- _Stated problem_
How many lines in the rows below contain the word "purple"? Reply with the number alone.

----

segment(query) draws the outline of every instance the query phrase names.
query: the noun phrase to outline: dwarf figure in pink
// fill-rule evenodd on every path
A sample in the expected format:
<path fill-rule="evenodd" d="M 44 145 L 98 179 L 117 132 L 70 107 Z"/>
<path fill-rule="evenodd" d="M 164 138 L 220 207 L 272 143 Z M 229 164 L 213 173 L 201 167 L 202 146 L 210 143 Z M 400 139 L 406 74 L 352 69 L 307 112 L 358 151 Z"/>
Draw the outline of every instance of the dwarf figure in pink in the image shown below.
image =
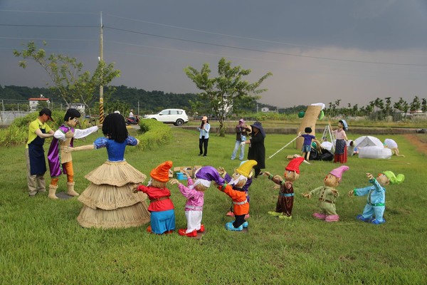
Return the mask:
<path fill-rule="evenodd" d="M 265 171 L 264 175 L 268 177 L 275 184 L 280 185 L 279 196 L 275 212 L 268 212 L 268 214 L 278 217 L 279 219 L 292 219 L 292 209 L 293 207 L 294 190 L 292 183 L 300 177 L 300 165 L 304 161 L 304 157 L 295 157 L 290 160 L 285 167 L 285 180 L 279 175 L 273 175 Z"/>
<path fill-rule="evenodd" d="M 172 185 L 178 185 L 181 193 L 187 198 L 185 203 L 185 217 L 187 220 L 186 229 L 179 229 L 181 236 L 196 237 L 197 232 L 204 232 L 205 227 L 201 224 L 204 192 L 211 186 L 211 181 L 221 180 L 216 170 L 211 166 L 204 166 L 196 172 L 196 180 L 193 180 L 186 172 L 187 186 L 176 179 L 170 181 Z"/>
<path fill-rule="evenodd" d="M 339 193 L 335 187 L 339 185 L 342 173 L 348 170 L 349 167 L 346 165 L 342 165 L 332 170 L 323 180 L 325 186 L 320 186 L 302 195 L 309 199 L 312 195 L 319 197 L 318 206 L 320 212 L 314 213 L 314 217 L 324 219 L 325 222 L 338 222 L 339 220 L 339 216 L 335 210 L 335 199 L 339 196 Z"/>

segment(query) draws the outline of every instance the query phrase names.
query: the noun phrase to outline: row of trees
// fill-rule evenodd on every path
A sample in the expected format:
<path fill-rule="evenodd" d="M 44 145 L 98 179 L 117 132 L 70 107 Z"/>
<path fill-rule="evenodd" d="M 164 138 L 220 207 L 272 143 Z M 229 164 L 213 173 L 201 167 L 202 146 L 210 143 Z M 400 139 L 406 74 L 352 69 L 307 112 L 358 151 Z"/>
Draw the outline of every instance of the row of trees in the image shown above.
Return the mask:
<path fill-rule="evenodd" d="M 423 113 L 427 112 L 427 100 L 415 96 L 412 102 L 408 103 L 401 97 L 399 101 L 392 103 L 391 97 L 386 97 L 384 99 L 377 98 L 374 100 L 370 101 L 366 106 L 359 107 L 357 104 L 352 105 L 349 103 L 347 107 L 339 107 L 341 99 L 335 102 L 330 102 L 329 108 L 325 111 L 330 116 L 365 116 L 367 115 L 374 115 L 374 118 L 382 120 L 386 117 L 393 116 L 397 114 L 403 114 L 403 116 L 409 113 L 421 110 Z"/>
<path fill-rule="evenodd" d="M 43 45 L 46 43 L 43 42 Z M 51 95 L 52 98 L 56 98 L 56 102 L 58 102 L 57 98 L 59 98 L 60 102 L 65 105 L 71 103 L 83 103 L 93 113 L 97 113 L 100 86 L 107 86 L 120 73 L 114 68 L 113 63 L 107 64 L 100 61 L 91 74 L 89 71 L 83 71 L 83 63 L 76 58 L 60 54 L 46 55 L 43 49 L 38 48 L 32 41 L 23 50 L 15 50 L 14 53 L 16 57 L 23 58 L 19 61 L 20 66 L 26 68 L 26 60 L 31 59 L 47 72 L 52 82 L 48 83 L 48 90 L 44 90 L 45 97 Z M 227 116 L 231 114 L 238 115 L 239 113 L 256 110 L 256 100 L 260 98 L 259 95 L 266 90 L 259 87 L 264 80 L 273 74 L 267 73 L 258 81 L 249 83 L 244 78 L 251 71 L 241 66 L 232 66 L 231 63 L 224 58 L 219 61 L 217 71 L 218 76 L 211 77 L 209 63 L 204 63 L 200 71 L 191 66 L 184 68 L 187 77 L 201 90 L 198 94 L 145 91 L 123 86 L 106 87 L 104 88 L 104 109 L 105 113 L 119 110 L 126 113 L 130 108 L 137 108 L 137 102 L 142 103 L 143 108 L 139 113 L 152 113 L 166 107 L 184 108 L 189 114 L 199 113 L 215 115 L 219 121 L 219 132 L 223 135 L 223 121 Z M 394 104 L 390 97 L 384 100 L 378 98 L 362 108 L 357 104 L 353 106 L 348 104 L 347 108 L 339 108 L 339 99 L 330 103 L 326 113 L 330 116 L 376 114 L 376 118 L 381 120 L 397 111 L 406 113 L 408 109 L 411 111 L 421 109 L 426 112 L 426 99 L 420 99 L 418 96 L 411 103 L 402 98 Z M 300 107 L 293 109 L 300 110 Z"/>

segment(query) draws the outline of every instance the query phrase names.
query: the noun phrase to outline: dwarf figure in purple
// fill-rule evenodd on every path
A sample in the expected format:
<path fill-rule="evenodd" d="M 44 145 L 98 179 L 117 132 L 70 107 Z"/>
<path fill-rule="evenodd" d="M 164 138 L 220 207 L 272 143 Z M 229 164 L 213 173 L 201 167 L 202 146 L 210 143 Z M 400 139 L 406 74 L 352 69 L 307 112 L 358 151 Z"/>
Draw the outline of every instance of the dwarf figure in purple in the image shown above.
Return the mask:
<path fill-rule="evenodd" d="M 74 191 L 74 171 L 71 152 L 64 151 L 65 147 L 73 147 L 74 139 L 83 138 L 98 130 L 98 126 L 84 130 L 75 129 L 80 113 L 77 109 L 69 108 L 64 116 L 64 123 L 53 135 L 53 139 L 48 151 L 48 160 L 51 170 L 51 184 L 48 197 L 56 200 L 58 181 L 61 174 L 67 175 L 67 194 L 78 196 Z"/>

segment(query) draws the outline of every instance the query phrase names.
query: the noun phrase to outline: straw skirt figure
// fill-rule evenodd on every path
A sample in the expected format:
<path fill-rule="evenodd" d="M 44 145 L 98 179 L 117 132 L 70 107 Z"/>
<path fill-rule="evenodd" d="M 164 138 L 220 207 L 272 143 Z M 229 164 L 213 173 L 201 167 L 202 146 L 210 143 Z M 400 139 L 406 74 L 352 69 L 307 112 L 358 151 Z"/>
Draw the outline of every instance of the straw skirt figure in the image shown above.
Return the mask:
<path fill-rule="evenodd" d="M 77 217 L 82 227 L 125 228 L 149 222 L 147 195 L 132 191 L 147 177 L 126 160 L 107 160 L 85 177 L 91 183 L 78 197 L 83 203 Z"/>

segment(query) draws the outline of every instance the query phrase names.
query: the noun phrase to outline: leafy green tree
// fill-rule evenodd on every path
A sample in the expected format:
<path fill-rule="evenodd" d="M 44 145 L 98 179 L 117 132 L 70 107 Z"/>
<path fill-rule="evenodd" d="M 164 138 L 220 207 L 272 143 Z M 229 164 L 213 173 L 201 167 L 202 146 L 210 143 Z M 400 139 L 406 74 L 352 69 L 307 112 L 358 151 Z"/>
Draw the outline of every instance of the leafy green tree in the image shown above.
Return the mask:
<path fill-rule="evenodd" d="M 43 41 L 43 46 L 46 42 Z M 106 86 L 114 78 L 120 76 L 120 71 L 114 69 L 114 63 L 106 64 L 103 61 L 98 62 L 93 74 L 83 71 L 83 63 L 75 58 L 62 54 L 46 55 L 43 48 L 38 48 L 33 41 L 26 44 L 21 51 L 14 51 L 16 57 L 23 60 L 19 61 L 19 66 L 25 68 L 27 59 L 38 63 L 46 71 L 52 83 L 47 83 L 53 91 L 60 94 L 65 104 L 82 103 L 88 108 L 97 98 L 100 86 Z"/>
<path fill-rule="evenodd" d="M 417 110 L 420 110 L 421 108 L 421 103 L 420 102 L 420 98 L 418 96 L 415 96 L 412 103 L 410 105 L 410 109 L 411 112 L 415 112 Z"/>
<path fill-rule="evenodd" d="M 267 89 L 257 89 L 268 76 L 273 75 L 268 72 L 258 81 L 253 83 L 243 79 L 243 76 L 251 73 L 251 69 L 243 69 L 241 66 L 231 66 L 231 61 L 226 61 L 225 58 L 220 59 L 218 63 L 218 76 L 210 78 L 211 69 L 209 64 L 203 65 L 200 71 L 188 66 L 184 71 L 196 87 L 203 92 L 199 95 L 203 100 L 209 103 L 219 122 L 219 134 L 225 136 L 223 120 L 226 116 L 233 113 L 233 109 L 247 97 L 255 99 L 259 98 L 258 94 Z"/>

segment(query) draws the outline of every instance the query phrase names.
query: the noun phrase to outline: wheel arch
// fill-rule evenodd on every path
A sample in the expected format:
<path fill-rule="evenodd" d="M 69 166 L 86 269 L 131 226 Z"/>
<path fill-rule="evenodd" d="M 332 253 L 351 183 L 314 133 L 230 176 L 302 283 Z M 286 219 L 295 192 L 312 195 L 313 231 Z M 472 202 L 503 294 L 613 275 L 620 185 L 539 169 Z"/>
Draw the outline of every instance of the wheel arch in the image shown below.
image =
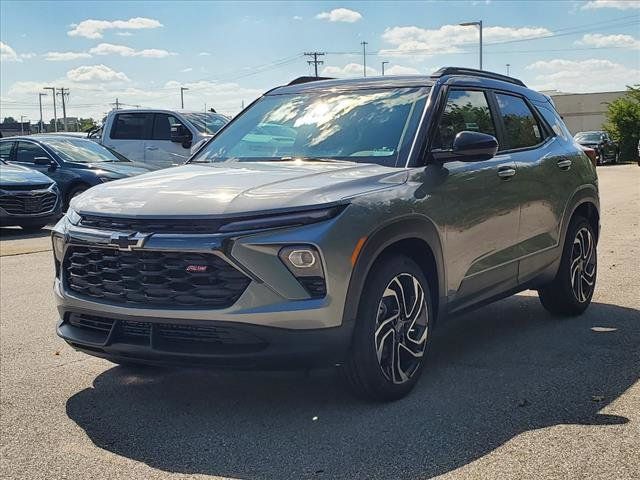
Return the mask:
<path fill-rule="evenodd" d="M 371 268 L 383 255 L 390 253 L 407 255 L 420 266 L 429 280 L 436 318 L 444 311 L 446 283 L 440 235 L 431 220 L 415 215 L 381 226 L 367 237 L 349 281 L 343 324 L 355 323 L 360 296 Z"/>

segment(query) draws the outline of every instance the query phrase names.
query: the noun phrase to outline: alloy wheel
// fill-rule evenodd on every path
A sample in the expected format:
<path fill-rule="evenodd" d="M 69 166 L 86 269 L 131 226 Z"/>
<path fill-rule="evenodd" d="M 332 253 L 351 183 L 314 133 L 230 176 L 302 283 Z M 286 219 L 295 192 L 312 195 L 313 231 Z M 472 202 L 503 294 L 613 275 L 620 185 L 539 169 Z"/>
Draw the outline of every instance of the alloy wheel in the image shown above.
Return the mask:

----

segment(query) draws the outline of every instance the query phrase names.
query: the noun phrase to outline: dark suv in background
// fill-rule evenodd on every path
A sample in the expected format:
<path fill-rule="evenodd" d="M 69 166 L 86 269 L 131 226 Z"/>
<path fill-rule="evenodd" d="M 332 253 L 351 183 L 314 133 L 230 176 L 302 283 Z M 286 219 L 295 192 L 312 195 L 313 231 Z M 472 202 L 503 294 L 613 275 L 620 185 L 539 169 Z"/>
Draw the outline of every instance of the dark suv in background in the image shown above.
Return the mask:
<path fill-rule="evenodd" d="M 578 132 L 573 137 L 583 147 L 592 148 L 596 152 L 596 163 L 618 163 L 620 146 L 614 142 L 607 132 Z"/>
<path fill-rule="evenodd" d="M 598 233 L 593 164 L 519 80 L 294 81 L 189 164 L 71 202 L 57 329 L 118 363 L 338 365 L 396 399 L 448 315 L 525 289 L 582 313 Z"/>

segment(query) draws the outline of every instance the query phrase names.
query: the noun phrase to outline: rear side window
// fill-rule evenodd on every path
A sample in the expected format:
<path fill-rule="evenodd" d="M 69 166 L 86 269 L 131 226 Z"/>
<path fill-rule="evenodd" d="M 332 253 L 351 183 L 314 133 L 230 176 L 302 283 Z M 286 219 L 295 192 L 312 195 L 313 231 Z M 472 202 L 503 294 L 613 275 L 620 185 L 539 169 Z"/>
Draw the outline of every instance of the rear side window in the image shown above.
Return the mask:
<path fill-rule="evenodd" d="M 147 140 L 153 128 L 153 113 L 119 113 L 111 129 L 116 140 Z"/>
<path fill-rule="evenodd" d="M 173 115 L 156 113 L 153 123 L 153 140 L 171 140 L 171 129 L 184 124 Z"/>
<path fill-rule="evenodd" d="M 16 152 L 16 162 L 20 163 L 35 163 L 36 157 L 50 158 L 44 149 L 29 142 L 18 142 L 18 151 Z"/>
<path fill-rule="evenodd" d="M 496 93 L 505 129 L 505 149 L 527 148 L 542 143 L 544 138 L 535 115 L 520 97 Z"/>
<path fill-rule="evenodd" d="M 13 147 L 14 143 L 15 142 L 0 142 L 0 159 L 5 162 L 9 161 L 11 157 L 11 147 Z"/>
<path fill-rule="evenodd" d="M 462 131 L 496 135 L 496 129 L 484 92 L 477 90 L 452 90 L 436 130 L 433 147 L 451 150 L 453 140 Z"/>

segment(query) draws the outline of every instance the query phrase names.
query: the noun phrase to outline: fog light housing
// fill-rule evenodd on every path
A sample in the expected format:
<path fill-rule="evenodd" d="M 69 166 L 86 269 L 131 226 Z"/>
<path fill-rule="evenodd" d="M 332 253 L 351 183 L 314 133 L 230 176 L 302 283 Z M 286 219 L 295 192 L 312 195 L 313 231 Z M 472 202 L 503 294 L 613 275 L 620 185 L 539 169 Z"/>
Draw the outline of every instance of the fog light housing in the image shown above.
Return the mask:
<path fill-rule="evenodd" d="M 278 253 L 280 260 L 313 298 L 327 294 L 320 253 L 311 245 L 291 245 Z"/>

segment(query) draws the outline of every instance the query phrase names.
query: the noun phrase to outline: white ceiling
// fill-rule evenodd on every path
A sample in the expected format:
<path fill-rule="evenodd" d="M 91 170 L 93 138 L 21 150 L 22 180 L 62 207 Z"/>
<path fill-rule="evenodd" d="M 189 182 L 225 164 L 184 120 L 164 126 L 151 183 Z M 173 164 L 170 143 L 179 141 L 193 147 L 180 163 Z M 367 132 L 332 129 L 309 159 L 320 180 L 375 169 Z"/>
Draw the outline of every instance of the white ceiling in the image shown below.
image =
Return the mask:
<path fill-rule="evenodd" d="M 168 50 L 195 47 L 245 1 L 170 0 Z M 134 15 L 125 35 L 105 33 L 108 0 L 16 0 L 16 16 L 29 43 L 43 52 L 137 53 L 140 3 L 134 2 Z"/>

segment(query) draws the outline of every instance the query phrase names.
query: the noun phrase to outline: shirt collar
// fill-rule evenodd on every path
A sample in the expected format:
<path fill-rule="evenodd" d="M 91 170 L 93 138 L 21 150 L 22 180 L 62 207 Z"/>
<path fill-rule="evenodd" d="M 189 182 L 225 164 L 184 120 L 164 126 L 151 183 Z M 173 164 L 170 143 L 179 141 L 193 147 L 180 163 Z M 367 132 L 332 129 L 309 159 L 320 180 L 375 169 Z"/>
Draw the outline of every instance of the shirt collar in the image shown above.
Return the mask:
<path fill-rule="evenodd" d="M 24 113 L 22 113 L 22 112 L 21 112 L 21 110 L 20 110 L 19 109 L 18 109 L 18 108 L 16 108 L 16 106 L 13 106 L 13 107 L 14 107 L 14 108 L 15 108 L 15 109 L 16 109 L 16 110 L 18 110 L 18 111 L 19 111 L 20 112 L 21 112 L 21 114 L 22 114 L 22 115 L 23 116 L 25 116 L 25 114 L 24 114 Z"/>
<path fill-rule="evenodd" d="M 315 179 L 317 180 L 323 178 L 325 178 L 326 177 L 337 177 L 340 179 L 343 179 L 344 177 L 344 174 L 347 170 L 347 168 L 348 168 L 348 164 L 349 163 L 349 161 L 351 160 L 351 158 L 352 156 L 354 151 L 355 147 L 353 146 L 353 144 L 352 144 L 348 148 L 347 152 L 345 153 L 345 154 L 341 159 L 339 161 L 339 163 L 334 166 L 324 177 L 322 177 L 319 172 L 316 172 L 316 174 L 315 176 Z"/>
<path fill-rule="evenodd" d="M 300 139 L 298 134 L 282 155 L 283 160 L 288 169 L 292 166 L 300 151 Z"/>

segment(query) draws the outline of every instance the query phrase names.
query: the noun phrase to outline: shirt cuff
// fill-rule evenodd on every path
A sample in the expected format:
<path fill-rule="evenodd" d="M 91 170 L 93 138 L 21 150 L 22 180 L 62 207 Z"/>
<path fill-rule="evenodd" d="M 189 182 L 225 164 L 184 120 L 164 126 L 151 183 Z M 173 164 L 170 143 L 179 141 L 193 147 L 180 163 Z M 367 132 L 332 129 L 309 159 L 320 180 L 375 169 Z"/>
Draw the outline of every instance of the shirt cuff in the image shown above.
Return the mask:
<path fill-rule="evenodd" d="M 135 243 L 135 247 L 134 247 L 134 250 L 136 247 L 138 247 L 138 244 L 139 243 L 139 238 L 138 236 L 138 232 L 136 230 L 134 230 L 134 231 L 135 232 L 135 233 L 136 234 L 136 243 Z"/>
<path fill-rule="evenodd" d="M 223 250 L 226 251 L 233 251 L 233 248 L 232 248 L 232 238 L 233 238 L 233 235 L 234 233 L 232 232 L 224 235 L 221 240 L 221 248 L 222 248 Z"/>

----

- _Solved exercise_
2